▸ Directions: Repeat the full listing, word for word.

(begin)

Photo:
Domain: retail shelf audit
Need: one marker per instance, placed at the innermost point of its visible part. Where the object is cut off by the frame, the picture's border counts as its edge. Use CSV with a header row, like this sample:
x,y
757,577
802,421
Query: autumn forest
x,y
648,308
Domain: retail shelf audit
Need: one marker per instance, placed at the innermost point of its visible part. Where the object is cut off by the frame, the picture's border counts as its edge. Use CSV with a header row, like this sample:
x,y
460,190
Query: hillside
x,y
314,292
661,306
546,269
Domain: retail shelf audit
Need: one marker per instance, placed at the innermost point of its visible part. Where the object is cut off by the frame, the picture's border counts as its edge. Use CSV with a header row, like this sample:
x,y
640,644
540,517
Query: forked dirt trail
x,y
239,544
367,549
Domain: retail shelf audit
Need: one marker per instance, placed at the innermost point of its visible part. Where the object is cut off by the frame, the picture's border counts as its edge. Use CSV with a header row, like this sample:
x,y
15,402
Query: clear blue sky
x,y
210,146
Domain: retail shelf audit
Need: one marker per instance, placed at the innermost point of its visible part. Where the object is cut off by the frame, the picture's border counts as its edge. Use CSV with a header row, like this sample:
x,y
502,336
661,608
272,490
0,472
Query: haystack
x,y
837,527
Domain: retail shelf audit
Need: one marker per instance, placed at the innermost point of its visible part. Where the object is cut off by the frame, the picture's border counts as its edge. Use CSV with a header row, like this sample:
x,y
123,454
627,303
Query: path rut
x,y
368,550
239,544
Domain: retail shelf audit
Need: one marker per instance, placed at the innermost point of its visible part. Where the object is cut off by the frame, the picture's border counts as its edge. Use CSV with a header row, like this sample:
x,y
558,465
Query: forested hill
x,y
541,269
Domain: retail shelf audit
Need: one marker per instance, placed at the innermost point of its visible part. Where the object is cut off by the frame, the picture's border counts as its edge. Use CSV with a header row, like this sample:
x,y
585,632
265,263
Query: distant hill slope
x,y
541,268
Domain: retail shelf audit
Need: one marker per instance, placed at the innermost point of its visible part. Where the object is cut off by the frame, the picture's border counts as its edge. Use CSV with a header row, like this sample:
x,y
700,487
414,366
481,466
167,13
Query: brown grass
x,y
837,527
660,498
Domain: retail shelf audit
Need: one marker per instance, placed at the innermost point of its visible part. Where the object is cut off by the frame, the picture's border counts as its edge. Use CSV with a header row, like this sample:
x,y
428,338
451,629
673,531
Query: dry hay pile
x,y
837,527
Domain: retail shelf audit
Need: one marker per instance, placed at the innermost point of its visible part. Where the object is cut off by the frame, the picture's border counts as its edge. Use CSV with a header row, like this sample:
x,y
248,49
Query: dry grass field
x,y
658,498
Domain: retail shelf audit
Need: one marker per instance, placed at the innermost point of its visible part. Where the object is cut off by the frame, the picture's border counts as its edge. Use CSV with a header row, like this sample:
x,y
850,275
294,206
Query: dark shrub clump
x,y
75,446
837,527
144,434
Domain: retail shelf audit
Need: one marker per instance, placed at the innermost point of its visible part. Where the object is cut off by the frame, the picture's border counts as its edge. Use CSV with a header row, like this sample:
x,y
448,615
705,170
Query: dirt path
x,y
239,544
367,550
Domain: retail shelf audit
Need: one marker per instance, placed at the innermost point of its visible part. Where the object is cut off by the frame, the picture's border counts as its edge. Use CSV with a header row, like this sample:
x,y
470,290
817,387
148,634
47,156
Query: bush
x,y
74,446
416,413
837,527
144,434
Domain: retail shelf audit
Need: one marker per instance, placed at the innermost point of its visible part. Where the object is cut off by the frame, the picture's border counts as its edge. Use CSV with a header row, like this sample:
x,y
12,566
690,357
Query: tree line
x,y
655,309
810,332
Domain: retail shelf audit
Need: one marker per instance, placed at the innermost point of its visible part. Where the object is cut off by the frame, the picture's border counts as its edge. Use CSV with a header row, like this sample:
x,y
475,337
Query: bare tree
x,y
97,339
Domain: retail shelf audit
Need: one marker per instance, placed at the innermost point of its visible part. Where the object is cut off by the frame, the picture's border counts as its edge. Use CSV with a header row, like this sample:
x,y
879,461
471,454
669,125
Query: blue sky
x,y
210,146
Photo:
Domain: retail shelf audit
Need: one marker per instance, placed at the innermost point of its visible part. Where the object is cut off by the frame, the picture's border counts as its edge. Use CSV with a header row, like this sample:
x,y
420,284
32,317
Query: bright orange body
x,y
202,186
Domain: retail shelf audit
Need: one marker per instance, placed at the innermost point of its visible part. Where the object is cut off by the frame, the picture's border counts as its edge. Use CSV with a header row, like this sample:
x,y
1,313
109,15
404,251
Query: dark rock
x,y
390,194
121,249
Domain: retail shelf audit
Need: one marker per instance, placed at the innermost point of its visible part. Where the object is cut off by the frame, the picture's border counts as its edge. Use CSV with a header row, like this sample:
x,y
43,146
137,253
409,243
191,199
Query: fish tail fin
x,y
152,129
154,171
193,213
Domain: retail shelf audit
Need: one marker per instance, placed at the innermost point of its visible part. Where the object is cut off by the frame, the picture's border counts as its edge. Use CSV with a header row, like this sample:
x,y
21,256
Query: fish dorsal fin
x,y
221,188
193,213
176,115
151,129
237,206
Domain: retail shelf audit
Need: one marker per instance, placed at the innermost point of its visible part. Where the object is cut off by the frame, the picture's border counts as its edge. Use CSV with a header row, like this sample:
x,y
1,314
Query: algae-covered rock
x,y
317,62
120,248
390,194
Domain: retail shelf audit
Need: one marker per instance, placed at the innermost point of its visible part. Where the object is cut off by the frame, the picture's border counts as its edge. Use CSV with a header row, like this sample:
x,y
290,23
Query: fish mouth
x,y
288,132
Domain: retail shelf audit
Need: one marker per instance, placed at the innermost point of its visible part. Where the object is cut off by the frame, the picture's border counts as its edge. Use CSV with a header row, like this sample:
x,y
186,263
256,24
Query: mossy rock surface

(end)

▸ Result of the task:
Photo:
Domain: retail shelf audit
Need: one marker per instance, placed at the innermost point of its visible part. Where the object is cut off by the frame, the picture's border counts as its edge. Use CSV with a header row, like this sample:
x,y
757,577
802,421
Query: autumn forest
x,y
648,308
Domain: retail shelf audit
Need: one marker per instance, placed at the innermost point of its visible part. Where the object is cut off by the frame, the picture's border counts as its edge. Use CSV with a header row, like this sample:
x,y
460,190
Query: hillside
x,y
314,292
661,306
546,269
Domain: retail shelf audit
Need: one marker per instance, placed at the innermost point of its visible part. Where the object is cut off by the frame, the picture's border counts as its edge. Use CSV with a header row, like this sample:
x,y
640,644
540,517
Query: forked dirt trail
x,y
239,544
367,549
Domain: retail shelf audit
Need: one marker per instance, placed at the innermost point of its visible part. Where the object is cut off by the frame, the picture's border counts as its edge. Use CSV with a header row, like this sample:
x,y
15,402
Query: clear blue sky
x,y
210,146
Domain: retail shelf audit
Need: one marker per instance, placed at the innermost point of its visible part. Where the object is cut off by the frame, the picture's border counts as its edge. Use CSV with a header row, like this sample:
x,y
502,336
661,608
272,490
0,472
Query: haystack
x,y
837,527
Domain: retail shelf audit
Need: one marker per instance, placed at the innermost point of its visible part. Where the object is cut off by the frame, the picture's border counts as its edge. Use CSV with a header row, like this sample:
x,y
123,454
627,303
Query: path rut
x,y
368,550
239,544
Domain: retail shelf audit
Need: one marker per instance, placed at the innermost point of its visible part. Where the object is cut off by the frame, the picture's border counts as its edge. Use CSV with a header row, like this sample:
x,y
558,465
Query: forested hill
x,y
541,269
Domain: retail shelf audit
Need: one marker per instance, placed at the innermost point of its visible part. Where the object is cut off by the frame, the picture's border counts as its edge. Use CSV with a header row, like this sample:
x,y
585,632
265,263
Query: distant hill slope
x,y
541,268
Domain: retail shelf audit
Need: one marker per instance, placed at the innermost point of its visible part. Where the object is cut off by the frame, the picture's border counts as its edge. Use CSV with a header row, like this sample:
x,y
700,487
414,366
481,466
167,13
Query: brown grass
x,y
837,527
660,498
Domain: retail shelf audit
Need: one marker per instance, placed at the innermost point of its visible part. Where the object is cut off by the frame, the picture's border counts as its edge. Use CSV with a header row, like this sample:
x,y
428,338
451,629
673,531
Query: dry hay pile
x,y
837,527
Domain: retail shelf audit
Need: one marker per instance, placed at the innermost point of its visible part. Where the object is cut off by the frame, the picture's border counts as its edge. Use CSV with a header row, like this sample:
x,y
248,49
Query: dry grass field
x,y
658,498
Domain: retail shelf audit
Need: one marker per instance, placed at the innermost point of its visible part. Where the object is cut off by the frame, the picture's border counts as its edge. Use CSV with a header row, like this sample:
x,y
850,275
294,206
Query: dark shrub clump
x,y
75,446
837,527
144,434
Domain: retail shelf audit
Need: one marker per instance, placed at the innermost point of its visible part. Where the object is cut off by the frame, the picture's border counts as its edge. Use CSV with a header row, like this sample:
x,y
448,615
705,170
Query: dirt path
x,y
239,544
367,550
Domain: retail shelf audit
Need: one marker per instance, placed at the innermost point of its visible part. Where the object is cut off by the frame, the picture's border counts as its edge. Use CSV with a header row, like this sample:
x,y
470,290
817,387
148,634
47,156
Query: bush
x,y
74,446
416,413
837,527
144,434
Domain: retail shelf audit
Need: one marker per instance, placed at the innermost point of its visible part. Where the object is cut off by the frame, the picture's border counts as its edge. Use CSV with a header row, like this sample:
x,y
12,566
690,357
Query: tree line
x,y
655,309
810,332
Domain: retail shelf audit
Need: one marker per instance, placed at the innermost point of its visible part. Where the object is cut off by the frame, the picture's border counts as its edge. Use CSV with a header row, like this sample:
x,y
475,337
Query: bare tree
x,y
97,339
Domain: retail shelf audit
Need: one marker per instance, placed at the innermost point of its visible part. Where the object is cut off by the frame, the picture's border counts as its edge. Use CSV with a header row, like this sample:
x,y
879,461
471,454
669,125
Query: blue sky
x,y
210,146
Photo:
Domain: retail shelf audit
Need: one marker per instance, placed at the innermost point of its visible part. Where the object is cut off by the frame, the picture's border counts as its edge. Use CSV with a header row, like this sample:
x,y
420,284
32,317
Query: bright orange body
x,y
202,186
Domain: retail shelf audit
Need: one marker per instance, placed at the innermost point of its visible part. Where the object is cut off by the frame, the picture's border counts as its edge. Use CSV with a header row, like this sample:
x,y
1,313
109,15
404,251
Query: dark rock
x,y
390,194
121,249
Domain: retail shelf audit
Need: one marker per instance, placed at the innermost point of its visible part. Where the object is cut off by the frame, the picture's border counts as its edge. Use CSV with a header row, like this sample:
x,y
43,146
137,253
409,243
191,199
Query: fish tail fin
x,y
152,129
154,171
193,213
Domain: retail shelf audit
Need: one marker per instance, placed at the innermost point of its visible part. Where the object is cut off by the frame, the picture's border counts as its edge. Use CSV with a header row, like this sample:
x,y
21,256
Query: fish dorsal fin
x,y
221,188
193,213
176,115
151,129
237,206
Domain: retail shelf audit
Need: one marker per instance, placed at the innermost point of its visible part. Where the object is cut off by the frame, the picture's border counts as its edge. Use CSV with a header row, like this sample:
x,y
1,314
Query: algae-covered rock
x,y
317,62
120,248
390,194
Domain: retail shelf audit
Need: one marker per instance, placed at the innermost point of its visible part. Where the object is cut off by the frame, the picture's border counts as its edge. Use CSV with a header row, like this sample:
x,y
290,23
Query: fish mouth
x,y
288,132
Domain: retail shelf audit
Need: one marker per instance, placed at the innermost point of its visible part. Where the object is cut off by the frame, the picture's border counts as its edge. Use CSV with a header row, like this sample:
x,y
186,263
256,24
Query: mossy rock surface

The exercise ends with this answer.